■ Work instructions:
Filter the records for "black" and keep each line that has it.

Point-per-instance localization data
◆ ◆ ◆ ◆
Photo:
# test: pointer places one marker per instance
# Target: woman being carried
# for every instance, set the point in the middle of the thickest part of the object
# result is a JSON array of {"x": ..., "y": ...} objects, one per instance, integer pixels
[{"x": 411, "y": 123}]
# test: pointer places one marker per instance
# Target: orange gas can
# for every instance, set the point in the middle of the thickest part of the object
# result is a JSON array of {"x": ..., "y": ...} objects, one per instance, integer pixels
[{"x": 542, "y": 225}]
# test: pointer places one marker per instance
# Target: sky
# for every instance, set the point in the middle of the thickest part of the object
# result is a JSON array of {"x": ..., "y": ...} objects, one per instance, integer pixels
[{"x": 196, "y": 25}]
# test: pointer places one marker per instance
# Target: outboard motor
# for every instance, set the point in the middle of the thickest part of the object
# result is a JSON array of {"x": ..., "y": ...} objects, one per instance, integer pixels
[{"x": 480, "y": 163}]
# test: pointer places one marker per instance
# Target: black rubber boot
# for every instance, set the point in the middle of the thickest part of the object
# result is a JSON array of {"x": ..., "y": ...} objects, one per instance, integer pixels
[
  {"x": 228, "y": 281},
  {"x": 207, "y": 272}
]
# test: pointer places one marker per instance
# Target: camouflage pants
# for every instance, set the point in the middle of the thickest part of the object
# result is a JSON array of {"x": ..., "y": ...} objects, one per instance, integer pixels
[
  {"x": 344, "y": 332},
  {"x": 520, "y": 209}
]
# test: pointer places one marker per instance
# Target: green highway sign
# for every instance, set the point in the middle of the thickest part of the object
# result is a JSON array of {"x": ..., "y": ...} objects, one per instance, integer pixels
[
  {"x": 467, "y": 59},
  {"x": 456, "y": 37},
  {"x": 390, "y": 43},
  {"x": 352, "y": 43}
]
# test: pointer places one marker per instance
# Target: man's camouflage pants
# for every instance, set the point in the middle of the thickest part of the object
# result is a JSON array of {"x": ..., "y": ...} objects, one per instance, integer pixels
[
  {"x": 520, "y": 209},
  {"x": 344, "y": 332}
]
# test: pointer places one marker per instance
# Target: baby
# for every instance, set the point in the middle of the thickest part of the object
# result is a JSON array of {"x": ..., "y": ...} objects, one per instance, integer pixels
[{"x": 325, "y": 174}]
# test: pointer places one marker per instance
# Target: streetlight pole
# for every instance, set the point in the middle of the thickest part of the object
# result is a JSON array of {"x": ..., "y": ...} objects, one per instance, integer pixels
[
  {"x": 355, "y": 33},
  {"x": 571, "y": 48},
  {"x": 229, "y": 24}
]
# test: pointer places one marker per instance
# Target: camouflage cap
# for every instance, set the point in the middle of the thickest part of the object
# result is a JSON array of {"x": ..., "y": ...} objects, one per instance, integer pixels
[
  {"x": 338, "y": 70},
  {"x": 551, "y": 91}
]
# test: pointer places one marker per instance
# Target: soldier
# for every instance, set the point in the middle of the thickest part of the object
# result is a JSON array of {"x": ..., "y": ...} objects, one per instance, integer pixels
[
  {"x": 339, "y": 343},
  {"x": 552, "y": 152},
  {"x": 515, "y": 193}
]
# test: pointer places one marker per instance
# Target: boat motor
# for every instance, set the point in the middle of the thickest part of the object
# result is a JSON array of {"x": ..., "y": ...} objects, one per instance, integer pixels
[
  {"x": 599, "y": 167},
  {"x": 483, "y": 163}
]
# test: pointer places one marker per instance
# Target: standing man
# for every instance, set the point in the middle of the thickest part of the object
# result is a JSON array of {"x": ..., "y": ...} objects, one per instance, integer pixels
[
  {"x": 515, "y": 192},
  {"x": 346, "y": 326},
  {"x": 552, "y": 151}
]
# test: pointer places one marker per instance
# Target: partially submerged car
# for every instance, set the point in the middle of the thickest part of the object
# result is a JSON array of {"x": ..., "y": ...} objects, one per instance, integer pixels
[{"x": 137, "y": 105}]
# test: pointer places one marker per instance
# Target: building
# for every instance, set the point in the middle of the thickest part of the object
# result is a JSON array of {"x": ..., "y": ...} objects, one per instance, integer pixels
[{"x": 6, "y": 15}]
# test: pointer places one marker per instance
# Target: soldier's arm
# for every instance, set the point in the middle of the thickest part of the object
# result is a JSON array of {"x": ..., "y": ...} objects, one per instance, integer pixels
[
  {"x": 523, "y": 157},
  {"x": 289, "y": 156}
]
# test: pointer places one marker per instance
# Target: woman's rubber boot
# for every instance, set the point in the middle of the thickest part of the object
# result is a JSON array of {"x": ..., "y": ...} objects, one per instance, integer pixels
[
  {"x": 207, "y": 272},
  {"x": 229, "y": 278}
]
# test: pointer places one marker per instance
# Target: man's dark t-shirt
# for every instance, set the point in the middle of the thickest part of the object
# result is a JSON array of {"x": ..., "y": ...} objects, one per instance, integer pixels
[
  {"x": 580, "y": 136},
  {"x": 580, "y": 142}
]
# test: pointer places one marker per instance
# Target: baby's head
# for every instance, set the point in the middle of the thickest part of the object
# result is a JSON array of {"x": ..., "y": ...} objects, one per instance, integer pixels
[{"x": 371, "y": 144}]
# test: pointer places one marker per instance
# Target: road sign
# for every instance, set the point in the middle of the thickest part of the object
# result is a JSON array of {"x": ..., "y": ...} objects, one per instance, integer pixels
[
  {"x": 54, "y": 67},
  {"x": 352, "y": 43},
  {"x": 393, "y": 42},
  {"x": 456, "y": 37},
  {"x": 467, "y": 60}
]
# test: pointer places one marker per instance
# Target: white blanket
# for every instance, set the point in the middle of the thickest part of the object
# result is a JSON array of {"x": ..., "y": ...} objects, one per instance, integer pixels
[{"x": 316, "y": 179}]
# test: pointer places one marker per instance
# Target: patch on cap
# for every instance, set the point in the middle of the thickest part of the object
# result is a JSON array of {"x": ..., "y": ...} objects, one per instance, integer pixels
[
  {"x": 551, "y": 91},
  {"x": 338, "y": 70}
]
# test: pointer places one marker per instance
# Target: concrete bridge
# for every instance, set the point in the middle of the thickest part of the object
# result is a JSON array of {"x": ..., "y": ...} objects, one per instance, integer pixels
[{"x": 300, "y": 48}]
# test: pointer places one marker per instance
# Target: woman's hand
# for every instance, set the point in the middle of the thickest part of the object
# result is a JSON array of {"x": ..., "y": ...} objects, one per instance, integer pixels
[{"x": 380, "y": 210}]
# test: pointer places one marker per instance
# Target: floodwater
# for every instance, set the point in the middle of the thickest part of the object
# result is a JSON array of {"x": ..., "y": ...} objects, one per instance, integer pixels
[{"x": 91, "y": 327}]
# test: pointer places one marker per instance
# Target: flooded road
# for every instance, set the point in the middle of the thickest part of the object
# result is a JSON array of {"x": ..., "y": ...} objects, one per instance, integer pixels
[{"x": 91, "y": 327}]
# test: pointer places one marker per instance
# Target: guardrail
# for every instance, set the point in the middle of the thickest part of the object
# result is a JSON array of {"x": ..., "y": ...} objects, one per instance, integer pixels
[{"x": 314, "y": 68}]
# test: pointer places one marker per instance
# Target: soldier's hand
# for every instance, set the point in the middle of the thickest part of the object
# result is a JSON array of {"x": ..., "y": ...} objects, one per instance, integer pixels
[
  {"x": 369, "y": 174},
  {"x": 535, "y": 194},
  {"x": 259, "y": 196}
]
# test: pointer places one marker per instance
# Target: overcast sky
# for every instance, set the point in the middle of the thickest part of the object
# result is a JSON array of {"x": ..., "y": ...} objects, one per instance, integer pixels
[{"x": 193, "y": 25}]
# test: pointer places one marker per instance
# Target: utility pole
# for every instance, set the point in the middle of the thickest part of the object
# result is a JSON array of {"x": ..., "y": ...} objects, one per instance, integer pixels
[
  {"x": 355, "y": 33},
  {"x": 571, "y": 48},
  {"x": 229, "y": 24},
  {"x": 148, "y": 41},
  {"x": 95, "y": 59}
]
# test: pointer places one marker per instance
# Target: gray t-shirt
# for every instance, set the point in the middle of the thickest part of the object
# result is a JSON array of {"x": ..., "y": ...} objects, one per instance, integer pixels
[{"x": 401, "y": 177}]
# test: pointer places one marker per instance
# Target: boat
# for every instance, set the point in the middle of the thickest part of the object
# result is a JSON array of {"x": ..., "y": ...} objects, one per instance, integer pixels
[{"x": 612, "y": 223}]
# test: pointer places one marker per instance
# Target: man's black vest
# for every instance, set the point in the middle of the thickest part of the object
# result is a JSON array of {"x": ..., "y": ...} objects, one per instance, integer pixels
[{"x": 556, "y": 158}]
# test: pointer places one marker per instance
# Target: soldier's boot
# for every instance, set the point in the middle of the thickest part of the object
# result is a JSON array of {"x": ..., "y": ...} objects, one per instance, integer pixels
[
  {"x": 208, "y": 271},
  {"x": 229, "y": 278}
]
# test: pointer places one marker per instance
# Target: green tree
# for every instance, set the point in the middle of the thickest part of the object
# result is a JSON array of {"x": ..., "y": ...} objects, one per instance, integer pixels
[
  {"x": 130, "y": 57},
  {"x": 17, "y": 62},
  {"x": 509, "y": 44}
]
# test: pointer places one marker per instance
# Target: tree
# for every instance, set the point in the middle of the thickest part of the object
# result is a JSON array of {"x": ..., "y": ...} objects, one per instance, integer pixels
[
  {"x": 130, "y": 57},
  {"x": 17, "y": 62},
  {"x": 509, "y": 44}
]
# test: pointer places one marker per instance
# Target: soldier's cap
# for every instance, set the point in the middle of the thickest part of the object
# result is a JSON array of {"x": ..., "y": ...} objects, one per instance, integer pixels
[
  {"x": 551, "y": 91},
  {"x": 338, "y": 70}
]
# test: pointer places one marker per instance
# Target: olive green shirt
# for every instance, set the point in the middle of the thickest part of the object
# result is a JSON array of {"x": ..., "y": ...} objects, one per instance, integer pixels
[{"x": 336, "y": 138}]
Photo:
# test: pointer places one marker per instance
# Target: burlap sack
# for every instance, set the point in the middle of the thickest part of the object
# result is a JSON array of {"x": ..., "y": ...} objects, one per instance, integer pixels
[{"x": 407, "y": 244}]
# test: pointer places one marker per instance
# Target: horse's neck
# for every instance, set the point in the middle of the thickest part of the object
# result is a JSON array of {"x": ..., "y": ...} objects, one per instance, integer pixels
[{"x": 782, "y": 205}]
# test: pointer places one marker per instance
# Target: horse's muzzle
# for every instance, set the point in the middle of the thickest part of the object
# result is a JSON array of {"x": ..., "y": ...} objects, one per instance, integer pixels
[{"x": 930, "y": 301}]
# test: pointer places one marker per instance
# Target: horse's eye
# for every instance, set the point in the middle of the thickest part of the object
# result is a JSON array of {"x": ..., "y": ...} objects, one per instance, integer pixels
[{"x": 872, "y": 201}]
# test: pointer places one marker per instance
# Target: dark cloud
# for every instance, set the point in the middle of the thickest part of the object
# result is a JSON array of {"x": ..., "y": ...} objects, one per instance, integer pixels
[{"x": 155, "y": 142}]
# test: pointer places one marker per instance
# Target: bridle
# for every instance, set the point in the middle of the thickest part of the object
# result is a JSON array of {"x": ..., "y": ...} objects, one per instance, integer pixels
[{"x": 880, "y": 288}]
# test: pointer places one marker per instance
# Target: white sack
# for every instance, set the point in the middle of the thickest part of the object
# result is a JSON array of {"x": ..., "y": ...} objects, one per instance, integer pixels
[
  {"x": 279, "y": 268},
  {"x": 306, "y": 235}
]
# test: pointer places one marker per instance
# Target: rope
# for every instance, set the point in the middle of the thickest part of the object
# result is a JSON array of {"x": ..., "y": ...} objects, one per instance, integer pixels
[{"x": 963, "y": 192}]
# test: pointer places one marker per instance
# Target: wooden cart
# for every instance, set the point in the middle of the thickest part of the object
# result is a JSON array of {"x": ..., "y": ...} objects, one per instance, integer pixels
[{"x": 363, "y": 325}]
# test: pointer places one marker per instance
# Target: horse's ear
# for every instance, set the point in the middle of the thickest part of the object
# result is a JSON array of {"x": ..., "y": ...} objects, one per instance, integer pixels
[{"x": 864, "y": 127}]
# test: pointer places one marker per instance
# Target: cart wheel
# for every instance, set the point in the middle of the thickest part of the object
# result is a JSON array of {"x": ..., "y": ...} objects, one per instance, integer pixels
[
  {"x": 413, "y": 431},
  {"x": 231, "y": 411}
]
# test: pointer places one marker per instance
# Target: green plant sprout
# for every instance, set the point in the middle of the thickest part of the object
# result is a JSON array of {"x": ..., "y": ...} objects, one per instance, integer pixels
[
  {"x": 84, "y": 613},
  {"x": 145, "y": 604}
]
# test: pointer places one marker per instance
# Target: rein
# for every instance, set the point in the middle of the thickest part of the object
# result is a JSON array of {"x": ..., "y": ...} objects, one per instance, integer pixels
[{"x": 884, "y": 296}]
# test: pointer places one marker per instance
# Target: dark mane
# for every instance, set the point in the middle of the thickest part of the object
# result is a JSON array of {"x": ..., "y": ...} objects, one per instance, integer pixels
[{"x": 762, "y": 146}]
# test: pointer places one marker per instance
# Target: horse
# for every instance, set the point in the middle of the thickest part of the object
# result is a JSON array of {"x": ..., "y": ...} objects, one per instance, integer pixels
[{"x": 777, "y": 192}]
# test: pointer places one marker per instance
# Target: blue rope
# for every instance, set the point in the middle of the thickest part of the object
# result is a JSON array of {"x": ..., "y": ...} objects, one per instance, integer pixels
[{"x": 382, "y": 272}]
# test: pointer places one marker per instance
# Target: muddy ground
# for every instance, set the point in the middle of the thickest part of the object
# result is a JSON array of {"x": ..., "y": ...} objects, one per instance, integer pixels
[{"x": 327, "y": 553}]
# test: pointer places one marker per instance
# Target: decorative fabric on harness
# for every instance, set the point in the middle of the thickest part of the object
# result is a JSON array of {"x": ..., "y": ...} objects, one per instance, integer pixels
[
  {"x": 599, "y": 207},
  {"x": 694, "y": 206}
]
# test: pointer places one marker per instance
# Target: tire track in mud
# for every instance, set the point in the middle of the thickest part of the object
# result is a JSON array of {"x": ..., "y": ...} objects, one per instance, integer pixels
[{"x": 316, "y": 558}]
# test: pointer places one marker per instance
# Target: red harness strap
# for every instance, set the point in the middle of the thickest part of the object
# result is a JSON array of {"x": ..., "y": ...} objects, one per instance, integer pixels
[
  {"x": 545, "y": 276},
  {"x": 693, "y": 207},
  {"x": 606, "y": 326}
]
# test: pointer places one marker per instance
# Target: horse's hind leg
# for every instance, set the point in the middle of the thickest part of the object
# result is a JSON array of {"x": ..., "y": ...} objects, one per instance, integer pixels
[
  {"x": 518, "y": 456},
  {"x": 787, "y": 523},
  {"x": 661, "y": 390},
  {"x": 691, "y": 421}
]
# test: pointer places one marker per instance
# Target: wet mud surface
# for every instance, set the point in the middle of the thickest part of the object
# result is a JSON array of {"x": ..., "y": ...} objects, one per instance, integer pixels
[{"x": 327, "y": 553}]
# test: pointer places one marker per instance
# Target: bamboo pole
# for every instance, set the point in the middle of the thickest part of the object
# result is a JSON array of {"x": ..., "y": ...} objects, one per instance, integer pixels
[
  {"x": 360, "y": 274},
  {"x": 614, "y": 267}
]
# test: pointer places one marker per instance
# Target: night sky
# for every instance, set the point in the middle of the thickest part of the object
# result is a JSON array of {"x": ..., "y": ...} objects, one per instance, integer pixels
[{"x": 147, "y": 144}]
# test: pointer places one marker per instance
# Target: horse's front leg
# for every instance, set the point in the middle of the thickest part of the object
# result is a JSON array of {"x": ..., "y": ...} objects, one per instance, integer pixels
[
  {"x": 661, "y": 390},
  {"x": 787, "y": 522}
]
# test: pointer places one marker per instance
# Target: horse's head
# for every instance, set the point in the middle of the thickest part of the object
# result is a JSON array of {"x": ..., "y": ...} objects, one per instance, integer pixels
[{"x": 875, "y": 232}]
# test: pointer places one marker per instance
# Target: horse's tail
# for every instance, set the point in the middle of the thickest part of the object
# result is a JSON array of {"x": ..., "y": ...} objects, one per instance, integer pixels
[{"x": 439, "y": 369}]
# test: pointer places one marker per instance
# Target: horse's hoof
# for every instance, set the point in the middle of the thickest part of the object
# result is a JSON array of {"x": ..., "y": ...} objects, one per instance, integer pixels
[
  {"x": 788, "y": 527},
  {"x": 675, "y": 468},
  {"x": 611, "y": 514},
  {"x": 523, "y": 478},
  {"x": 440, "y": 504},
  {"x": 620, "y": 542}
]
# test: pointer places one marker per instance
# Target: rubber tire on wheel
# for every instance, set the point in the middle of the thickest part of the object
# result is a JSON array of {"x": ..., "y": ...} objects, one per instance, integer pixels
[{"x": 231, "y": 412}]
◆ ◆ ◆ ◆
■ Solution to this exercise:
# Target: black rubber boot
# Target: man's black vest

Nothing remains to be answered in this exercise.